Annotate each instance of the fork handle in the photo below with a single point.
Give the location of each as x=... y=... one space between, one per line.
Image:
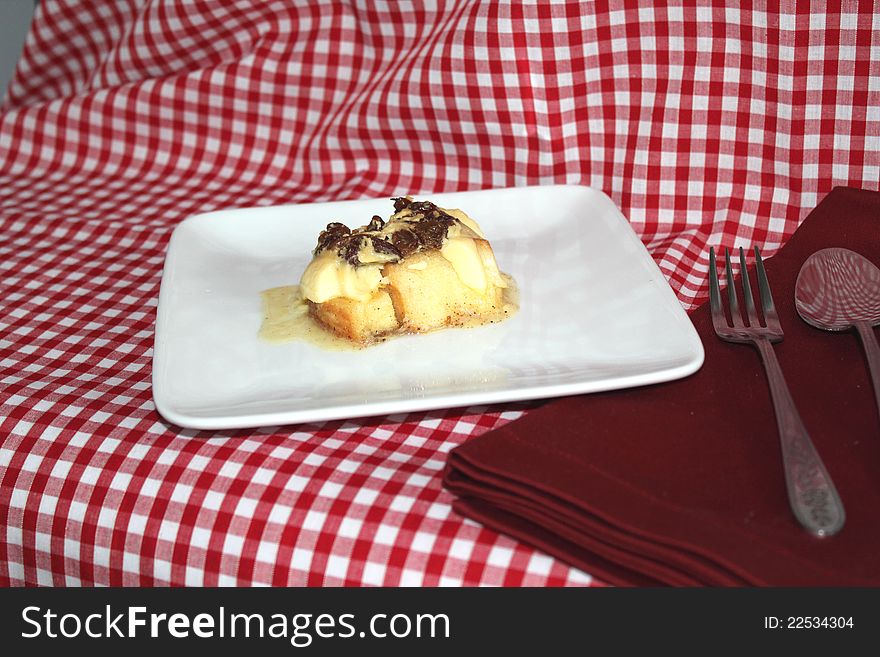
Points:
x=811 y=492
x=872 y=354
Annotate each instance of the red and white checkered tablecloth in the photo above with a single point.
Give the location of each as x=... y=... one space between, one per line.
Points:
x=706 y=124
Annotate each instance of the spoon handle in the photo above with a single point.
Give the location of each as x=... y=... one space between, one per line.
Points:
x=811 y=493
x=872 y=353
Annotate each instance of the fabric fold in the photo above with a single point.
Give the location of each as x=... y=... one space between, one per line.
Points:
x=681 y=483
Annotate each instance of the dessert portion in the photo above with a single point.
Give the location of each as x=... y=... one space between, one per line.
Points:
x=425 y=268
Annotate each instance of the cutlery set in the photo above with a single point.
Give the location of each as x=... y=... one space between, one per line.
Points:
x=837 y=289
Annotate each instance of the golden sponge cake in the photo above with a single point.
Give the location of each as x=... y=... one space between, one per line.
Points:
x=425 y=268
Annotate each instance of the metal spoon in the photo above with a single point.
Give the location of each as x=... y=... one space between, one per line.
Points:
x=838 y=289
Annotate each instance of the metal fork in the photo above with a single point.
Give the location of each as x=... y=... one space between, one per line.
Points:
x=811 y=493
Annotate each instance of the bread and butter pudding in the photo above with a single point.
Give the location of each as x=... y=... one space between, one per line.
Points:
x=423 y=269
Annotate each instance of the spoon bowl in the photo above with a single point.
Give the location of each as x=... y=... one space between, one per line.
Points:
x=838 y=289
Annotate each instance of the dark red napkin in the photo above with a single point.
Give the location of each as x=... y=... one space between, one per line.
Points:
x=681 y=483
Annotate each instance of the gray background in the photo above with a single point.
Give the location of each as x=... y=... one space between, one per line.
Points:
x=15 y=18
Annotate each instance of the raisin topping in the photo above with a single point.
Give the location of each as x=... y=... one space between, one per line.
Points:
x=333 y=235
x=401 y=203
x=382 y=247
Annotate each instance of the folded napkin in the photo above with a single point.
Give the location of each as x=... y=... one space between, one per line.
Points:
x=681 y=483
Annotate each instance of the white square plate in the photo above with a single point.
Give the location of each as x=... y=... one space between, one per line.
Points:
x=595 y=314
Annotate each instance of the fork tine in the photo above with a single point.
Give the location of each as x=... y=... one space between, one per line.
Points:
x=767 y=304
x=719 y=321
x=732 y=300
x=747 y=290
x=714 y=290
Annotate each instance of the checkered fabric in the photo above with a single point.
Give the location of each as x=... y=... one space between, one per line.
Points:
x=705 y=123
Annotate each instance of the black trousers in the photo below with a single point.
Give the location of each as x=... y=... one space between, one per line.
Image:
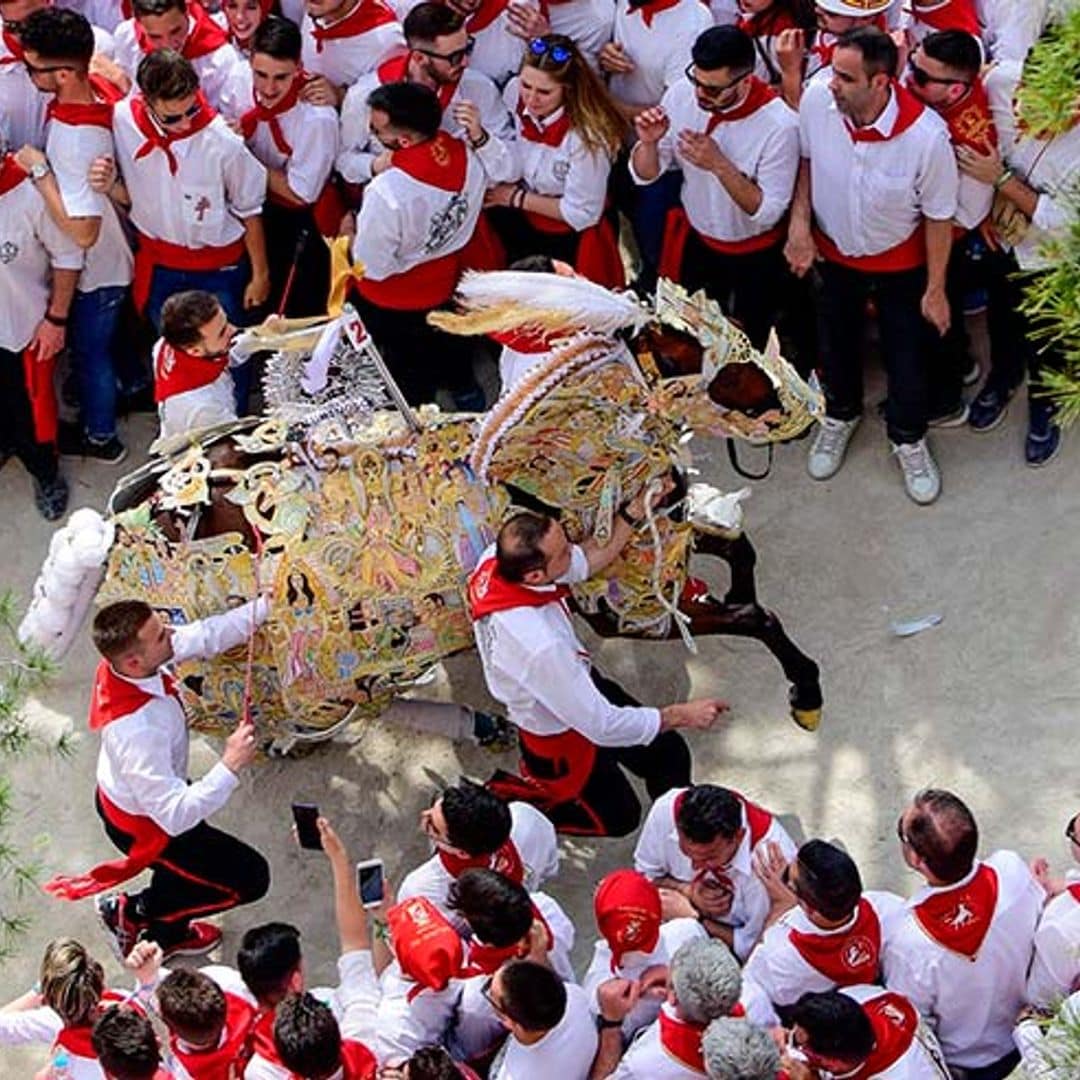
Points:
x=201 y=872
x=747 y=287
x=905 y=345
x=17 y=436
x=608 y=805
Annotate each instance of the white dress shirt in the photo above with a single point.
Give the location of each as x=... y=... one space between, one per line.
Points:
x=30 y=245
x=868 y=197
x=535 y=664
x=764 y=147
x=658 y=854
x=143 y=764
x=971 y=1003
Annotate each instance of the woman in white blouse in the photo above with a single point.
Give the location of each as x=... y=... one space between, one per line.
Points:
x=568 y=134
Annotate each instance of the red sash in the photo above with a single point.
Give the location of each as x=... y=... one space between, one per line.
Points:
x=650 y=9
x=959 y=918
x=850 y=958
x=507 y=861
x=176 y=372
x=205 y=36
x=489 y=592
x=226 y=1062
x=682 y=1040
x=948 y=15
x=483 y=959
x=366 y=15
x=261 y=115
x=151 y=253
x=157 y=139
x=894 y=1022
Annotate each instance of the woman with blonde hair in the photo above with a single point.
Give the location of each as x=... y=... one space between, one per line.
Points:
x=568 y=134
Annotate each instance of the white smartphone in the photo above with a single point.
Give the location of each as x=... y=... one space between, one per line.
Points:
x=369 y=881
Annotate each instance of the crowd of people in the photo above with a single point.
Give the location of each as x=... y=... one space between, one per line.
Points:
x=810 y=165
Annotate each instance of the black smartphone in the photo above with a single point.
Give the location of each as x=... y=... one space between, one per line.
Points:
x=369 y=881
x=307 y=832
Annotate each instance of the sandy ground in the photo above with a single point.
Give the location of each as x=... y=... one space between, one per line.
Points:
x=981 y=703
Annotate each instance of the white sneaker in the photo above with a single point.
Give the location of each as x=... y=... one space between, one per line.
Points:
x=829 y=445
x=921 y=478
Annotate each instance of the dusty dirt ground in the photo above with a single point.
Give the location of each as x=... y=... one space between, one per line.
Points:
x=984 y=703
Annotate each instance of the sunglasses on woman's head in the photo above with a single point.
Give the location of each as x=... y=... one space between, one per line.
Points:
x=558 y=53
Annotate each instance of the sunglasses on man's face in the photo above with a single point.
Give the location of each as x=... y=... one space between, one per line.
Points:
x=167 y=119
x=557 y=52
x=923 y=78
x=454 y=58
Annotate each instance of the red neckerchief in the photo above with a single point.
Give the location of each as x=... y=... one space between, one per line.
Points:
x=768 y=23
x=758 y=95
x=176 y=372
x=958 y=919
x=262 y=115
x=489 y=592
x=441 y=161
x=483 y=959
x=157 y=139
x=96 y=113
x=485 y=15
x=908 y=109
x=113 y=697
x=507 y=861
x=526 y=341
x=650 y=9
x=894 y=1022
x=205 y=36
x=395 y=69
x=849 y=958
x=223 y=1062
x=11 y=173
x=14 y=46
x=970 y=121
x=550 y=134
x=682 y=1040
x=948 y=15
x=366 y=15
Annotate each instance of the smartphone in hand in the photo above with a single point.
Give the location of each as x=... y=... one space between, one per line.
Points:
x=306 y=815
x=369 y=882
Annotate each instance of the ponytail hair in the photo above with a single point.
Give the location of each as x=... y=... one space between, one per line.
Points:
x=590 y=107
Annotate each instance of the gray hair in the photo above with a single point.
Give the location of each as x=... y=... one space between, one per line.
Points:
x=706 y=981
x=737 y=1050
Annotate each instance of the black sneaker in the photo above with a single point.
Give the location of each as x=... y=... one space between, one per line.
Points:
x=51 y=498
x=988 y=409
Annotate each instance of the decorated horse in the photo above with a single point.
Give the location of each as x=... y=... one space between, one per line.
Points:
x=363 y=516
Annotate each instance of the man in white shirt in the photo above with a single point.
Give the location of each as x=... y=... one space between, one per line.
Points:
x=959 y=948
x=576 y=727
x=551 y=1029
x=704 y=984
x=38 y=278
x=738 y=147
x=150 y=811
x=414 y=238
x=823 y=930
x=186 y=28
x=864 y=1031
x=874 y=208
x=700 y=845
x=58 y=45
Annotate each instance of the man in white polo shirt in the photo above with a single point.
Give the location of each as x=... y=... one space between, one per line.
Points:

§

**Your goal**
Leave the images out and output the remaining material exactly as it stands.

**Answer to this problem**
Annotate each instance of the fork handle in the photo below with a single point.
Give the location of each as x=... y=... one space between, one per line.
Image:
Points:
x=811 y=492
x=872 y=354
Annotate each instance of the red and white checkered tablecloth in the photo above with a single point.
Give the location of each as x=... y=... one space between, one per line.
Points:
x=706 y=124
Annotate each instance of the spoon handle in the photo above with a single point.
Give the location of each as x=... y=... one space between, one per line.
Points:
x=811 y=493
x=872 y=353
Annotate each instance of the fabric fold in the photo above with a single point.
Give the location of each as x=... y=... one space between, one per line.
Points:
x=681 y=483
Annotate each instance of the dessert portion in the photo above with a single point.
Give the location of each as x=... y=... one space between, one per line.
Points:
x=425 y=268
Annotate each instance of the cutlery set in the photo above with a single point.
Give the location of each as x=... y=... one space between, one per line.
Points:
x=837 y=289
Annotate each instance of the golden sponge cake in the photo above with a single point.
Give the location of each as x=... y=... one space between, one per line.
Points:
x=425 y=268
Annotate each instance of the metal spoon in the photo above with a single point.
Give the location of each as x=... y=... one space between, one per line.
Points:
x=838 y=289
Annotate each instance of the metal fork in the photo above with a single point.
Give the location of each as x=... y=... one space between, one per line.
Points:
x=811 y=493
Annotate each instance of the bread and butter pudding in the photo above with a single point.
Give the location of each as x=... y=... one space between, one per line.
Points:
x=423 y=269
Annotate each instance of the spoon bowl in the photo above with a single point.
Give the location of each as x=... y=... one space between, one per line.
Points:
x=838 y=289
Annotate each instance of the dark red napkin in the photo above with a single point.
Give the location of each as x=... y=... one space between, one per line.
Points:
x=681 y=483
Annotate each instance of the gray background in the photo above with a single point.
Give the location of each as x=... y=... one space between, one per line.
Points:
x=15 y=18
Annotate each instance of the raisin topping in the photo above with a single point.
Give the location of each as x=... y=... one space between, one per line.
Points:
x=333 y=235
x=401 y=203
x=382 y=247
Annotate each instance of the folded napkin in the photo above with a single point.
Give the location of each as x=... y=... one space between, one per line.
Points:
x=681 y=483
Annotate each instance of the white square plate in the photo above with a single point.
Give the location of each as x=... y=... one space between, one per line.
Points:
x=595 y=314
Annotate each instance of the fork tine in the photo above with a single point.
Give the location of each as x=... y=... one space between, one per line.
Points:
x=767 y=304
x=719 y=321
x=732 y=300
x=747 y=290
x=714 y=290
Annotate each instance of the checkered fabric in the photo above with a single point.
Give the location of each as x=... y=... one space between, one per line.
Points:
x=705 y=123
Annotate each instance of the black trousers in the photo below with a single point.
Give the location of each as x=... y=... one space between, one per line.
Image:
Points:
x=201 y=872
x=747 y=287
x=905 y=345
x=17 y=436
x=608 y=805
Annotate each instance of the white dress shirt in the photo above with a single point.
Give the location of each as x=... y=... one space between, one per line.
Points:
x=30 y=245
x=868 y=197
x=535 y=664
x=764 y=147
x=658 y=854
x=143 y=764
x=971 y=1003
Annotate each instance of the woman in white blouse in the photo above with a single point.
Give the location of each as x=... y=... one space between, one per line.
Points:
x=568 y=134
Annotate each instance of the red sash in the photo above with a single point.
Give the location of each as x=... y=... one space between, one per line.
Points:
x=650 y=9
x=959 y=918
x=850 y=958
x=507 y=861
x=176 y=372
x=205 y=36
x=489 y=592
x=226 y=1062
x=682 y=1040
x=948 y=15
x=483 y=959
x=366 y=15
x=261 y=115
x=151 y=253
x=157 y=139
x=894 y=1022
Annotate each instance of the woman with blonde hair in the photo above with a single point.
Give the location of each as x=... y=... one space between, one per line.
Points:
x=568 y=134
Annotate each instance of the white smartphone in the photo above with a single point.
Give the location of each as x=... y=... one space between, one per line.
Points:
x=369 y=881
Annotate each instance of the crowd of people in the photo above with a single point.
Give the location of each as x=... y=... one space between, one per line.
Points:
x=810 y=165
Annotate each instance of the black smartphone in the photo above with a single point.
Give the location of each as x=... y=... one space between, one per line.
Points:
x=369 y=881
x=307 y=832
Annotate each instance of the sandy ground in the photo above with a single point.
Give the location of each as x=... y=... one space between, one per line.
Points:
x=981 y=703
Annotate each instance of the white sneaker in the photo above with a single point.
Give the location of each as x=... y=... one space between, one per line.
Points:
x=829 y=445
x=921 y=478
Annotate each instance of the dusty dirt ground in the photo above with a single point.
Give the location of each as x=... y=... one space between, one per line.
Points:
x=984 y=703
Annotate each instance of the sunglasses on woman's head in the photo above with a single point.
Give the location of each as x=... y=... one space between, one per line.
Points:
x=558 y=53
Annotate each instance of the sunglasses on man's face in the photo above with a single point.
Give the location of each as x=... y=... one space between, one per line.
Points:
x=167 y=119
x=557 y=52
x=923 y=78
x=454 y=58
Annotate each instance of the red neckerchief in the photo above with a single point.
Give the location of each as x=... y=... one space between, one per line.
Points:
x=768 y=23
x=758 y=95
x=176 y=372
x=958 y=919
x=262 y=115
x=489 y=592
x=441 y=161
x=483 y=959
x=157 y=139
x=96 y=113
x=485 y=15
x=908 y=109
x=113 y=697
x=507 y=861
x=526 y=341
x=650 y=9
x=894 y=1022
x=205 y=36
x=395 y=69
x=849 y=958
x=223 y=1062
x=11 y=173
x=14 y=46
x=970 y=121
x=550 y=134
x=682 y=1040
x=948 y=15
x=366 y=15
Annotate each instance of the smartphone in hand in the photo above with a single point.
Give the location of each as x=... y=... one space between, one per line.
Points:
x=306 y=815
x=369 y=882
Annotate each instance of the ponytail hair in the photo above with a single point.
Give the location of each as x=... y=... one space between, one per line.
Points:
x=590 y=107
Annotate each instance of the gray hair in the photo above with a single point.
Give the location of each as x=... y=... one space between, one per line.
Points:
x=706 y=981
x=737 y=1050
Annotate each instance of the black sneaker in the photo above with a single point.
Give the location of each as x=... y=... one space between, one per line.
Points:
x=51 y=498
x=988 y=409
Annotate each instance of the decorated horse in the photo above with a single point.
Give the location of each as x=... y=... one space between, one per line.
Points:
x=363 y=516
Annotate each instance of the man in white shirt in the photo above with a single point.
Give the location of each as x=... y=... one space between, one per line.
Points:
x=959 y=948
x=576 y=727
x=551 y=1029
x=704 y=984
x=38 y=278
x=738 y=147
x=150 y=811
x=414 y=238
x=823 y=930
x=186 y=28
x=864 y=1031
x=874 y=208
x=700 y=845
x=58 y=45
Annotate each instance of the man in white polo shirt in the photo above with a single point.
Give the location of each as x=... y=... one space between, one per line.
Points:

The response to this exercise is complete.